### Task requirements
Reproduce each of the following lines word for word, keeping their order.

-- start Dataset content --

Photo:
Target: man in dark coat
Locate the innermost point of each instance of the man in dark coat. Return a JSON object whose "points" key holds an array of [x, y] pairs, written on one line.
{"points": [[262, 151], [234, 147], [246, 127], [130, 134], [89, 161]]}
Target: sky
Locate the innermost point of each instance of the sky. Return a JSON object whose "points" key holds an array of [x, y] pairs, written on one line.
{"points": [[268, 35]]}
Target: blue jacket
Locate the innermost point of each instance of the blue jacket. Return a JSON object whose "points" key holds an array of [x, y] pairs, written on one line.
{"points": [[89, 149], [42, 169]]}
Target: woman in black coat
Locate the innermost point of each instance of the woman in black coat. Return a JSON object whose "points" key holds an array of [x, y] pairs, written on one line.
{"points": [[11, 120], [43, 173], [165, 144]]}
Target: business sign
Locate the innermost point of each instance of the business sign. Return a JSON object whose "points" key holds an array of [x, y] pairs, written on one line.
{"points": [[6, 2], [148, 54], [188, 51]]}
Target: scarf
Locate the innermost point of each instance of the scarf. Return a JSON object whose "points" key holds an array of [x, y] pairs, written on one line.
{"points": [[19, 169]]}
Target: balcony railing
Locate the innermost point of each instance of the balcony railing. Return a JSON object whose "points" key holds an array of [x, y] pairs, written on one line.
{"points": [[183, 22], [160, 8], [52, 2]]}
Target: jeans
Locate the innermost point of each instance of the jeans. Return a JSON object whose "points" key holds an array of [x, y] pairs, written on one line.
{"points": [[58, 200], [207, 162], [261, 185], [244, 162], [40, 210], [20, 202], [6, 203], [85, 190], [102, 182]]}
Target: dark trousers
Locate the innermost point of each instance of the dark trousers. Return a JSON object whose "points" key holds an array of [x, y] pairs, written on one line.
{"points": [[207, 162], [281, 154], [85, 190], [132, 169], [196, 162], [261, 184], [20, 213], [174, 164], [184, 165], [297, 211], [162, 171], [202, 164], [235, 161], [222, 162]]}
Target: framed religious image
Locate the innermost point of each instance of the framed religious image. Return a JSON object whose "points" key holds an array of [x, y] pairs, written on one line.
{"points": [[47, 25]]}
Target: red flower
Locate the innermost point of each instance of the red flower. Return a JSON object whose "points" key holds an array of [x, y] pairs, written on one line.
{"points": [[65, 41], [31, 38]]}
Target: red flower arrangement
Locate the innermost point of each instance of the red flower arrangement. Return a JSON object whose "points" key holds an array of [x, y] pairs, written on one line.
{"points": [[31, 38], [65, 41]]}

-- end Dataset content --

### Answer in full
Photo:
Target: man in dark coat
Locate the innermost point of each instance of the man in dark coat. Return a JSON object whose "points" key holds an array of [x, y] pairs, written on one line.
{"points": [[262, 151], [234, 147], [246, 127], [130, 134], [89, 161]]}
Target: sky
Locate the innermost point of each instance of the sky. Return a JSON object whose "points" key holds an array of [x, y] pairs, written on one line.
{"points": [[268, 35]]}
Target: blue jacket
Locate the innermost point of each instance of the blue jacket. Return a JSON object whose "points" key holds an array of [x, y] pairs, written on one line.
{"points": [[89, 149], [42, 169]]}
Target: woman in black coat
Locate the innermost point of each instance of the woman in black coat. Return a JSON object whose "points" key holds an array of [x, y] pairs, written on one line.
{"points": [[11, 120], [43, 173], [165, 144]]}
Target: business sign
Locate the innermost point of each instance of the business sign. Return a JSON object whose "points" key holds an array of [x, y] pairs, written on one line.
{"points": [[6, 2], [148, 54], [188, 51]]}
Target: scarf
Locate the innermost point of each instance of the scarf. Return a JSON object whose "points" key holds an array of [x, y] pairs, written on one line.
{"points": [[19, 169]]}
Target: balcony railing
Locate the innermost point of each instance of the balcony railing. Return a JSON object whose "points" key holds an array of [x, y] pairs, written on one line.
{"points": [[183, 22], [160, 8], [52, 2]]}
Target: jeans
Locate the innermost point of each instance of the jeans. Return a JSON object whose "points" key holds an array of [x, y] pairs, written on one line.
{"points": [[58, 200], [207, 162], [261, 185], [244, 162], [40, 210], [20, 202], [6, 203], [85, 190], [102, 182]]}
Target: dark trousers
Locate the innermost point of each instance of the dark trousers. Return a JSON object whose "points" key holds an array of [x, y] pairs, written on one line.
{"points": [[207, 162], [281, 154], [85, 190], [132, 169], [196, 162], [261, 184], [20, 213], [174, 164], [184, 165], [297, 211], [162, 171], [202, 164], [235, 161], [222, 162]]}
Target: framed religious image
Locate the innermost point of each instance of the framed religious image. Return a JSON object whose "points" key holds an array of [x, y] pairs, written on one line.
{"points": [[47, 25]]}
Target: red flower
Locate the innermost point of each instance of the red flower. Return a JSON object whose "points" key holds an array of [x, y] pairs, written on one line.
{"points": [[65, 41], [31, 38]]}
Target: red flower arrangement
Locate the innermost point of each instance of the red flower arrangement. Return a JSON object whose "points" key holds an array of [x, y] pairs, written on one line.
{"points": [[31, 38], [65, 41]]}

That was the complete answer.